# TASK DIRECTIONS
Show each line below that contains the string "slope", copied in full. Case counts.

# SUPPLIED DATA
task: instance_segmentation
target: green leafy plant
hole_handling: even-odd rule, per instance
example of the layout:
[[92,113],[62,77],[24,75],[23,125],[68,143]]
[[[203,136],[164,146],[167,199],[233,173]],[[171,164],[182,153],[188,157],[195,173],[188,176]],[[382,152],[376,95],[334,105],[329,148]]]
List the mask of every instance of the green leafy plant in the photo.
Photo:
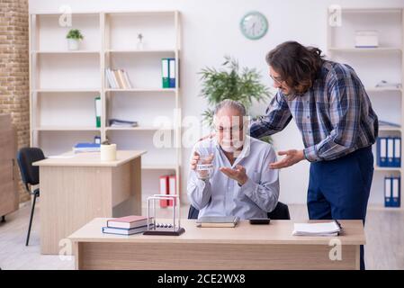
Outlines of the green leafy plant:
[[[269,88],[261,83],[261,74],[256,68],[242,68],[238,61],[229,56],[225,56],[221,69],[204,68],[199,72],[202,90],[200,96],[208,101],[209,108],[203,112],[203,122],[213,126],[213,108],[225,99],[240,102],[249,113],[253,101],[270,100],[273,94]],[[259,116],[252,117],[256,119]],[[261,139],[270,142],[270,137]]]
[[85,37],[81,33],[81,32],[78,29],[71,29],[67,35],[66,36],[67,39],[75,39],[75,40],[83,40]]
---
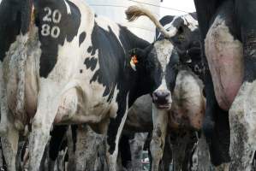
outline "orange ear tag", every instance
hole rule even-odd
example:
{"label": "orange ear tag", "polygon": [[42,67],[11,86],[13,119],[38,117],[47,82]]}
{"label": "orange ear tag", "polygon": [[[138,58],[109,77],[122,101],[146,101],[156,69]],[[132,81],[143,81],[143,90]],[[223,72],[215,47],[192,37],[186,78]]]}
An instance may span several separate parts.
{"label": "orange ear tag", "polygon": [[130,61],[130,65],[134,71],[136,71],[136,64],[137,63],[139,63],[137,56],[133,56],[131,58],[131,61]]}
--
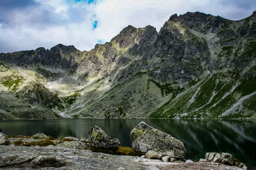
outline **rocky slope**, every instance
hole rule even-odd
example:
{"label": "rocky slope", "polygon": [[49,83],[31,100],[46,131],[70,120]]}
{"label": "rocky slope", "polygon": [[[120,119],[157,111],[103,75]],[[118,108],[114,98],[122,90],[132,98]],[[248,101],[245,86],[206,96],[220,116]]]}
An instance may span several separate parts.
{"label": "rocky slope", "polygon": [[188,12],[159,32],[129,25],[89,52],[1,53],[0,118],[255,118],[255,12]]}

# ANSWER TO THIS TASK
outline **rocky slope**, every instance
{"label": "rocky slope", "polygon": [[49,83],[31,100],[46,131],[70,120]]}
{"label": "rocky slope", "polygon": [[[120,119],[157,111],[103,75]],[[118,108],[114,98],[122,90],[132,98]],[[248,101],[245,86],[206,96],[220,116]]]}
{"label": "rocky slope", "polygon": [[188,12],[159,32],[129,25],[89,52],[1,53],[0,118],[255,118],[255,12]]}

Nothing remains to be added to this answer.